[Requirement] The required output is the lines below from the line containing "Target: cardboard box" to the line containing "Target: ceiling fan blade", inclusive, retyped exactly. No other lines belong in it.

[Data records]

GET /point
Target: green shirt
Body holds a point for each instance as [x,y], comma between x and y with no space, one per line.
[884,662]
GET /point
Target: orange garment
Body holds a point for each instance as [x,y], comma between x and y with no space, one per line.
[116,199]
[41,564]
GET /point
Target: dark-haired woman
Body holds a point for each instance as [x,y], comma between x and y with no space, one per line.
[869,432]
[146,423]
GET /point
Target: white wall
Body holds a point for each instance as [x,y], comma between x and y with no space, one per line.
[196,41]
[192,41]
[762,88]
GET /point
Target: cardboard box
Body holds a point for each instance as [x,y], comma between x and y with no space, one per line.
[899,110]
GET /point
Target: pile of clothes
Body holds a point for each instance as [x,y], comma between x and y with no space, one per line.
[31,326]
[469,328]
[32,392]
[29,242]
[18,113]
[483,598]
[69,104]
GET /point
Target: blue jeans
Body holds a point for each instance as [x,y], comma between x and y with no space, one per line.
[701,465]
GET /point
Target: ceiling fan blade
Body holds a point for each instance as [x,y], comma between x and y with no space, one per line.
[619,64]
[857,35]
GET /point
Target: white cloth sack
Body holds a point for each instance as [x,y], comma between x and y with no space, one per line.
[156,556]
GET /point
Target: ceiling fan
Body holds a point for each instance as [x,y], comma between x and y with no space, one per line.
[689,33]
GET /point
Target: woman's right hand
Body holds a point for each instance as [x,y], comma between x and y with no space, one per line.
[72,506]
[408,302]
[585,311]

--

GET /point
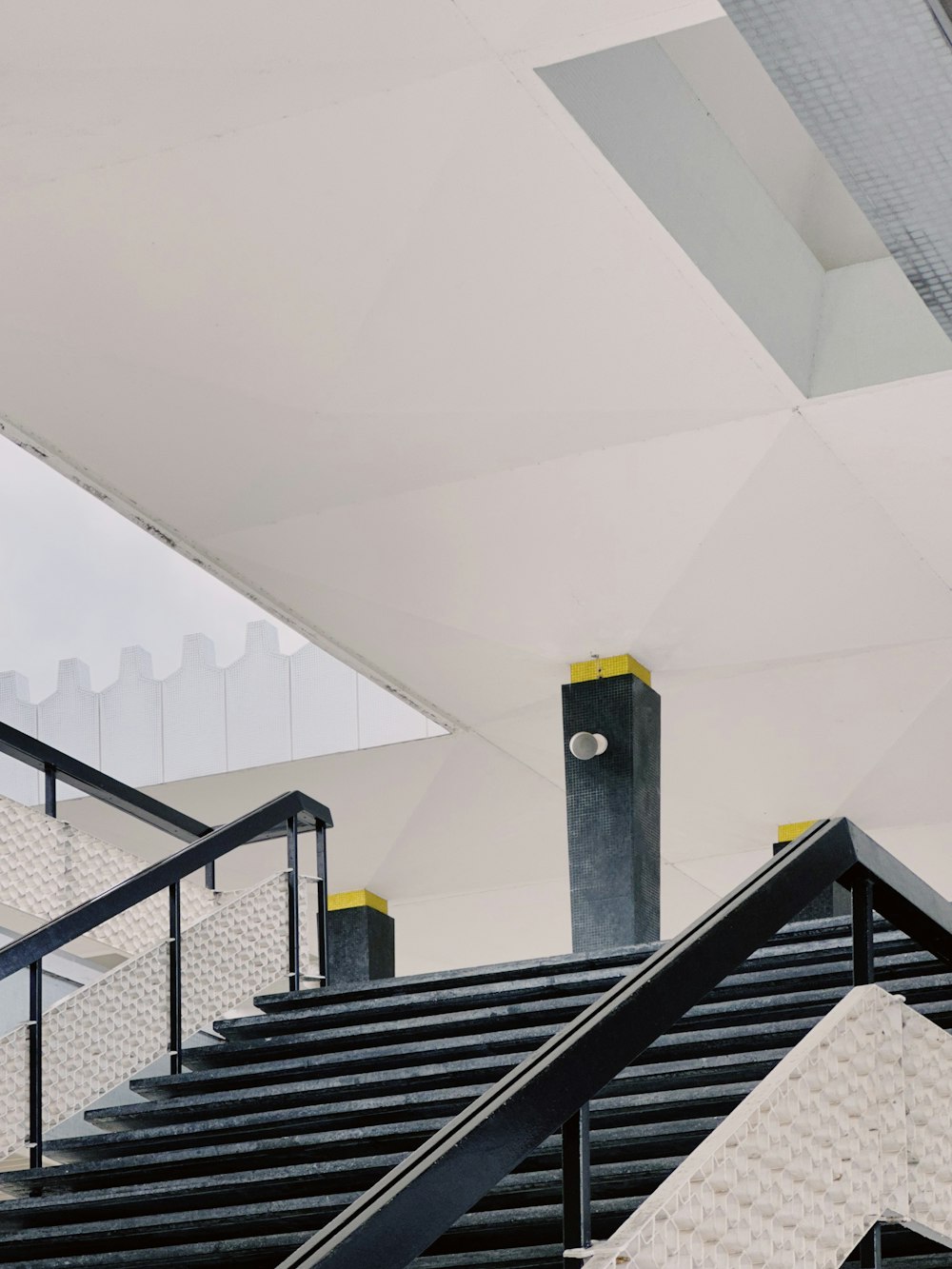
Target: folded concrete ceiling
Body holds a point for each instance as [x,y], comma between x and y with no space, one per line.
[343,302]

[Exercise output]
Target: cardboard box
Body holds a point for each instance as [x,y], comma between x and y with no space, one per line.
[899,110]
GET /point
Target: pile of clothes
Body holds a point for each instance as [x,y], comma between x and y with no space, one per line.
[31,326]
[469,328]
[32,392]
[29,242]
[18,113]
[483,598]
[69,104]
GET /point
Target: blue jeans
Body holds a point for each instance as [x,y], comma between x and y with no space, one per line.
[701,465]
GET /point
Target: ceiling fan blade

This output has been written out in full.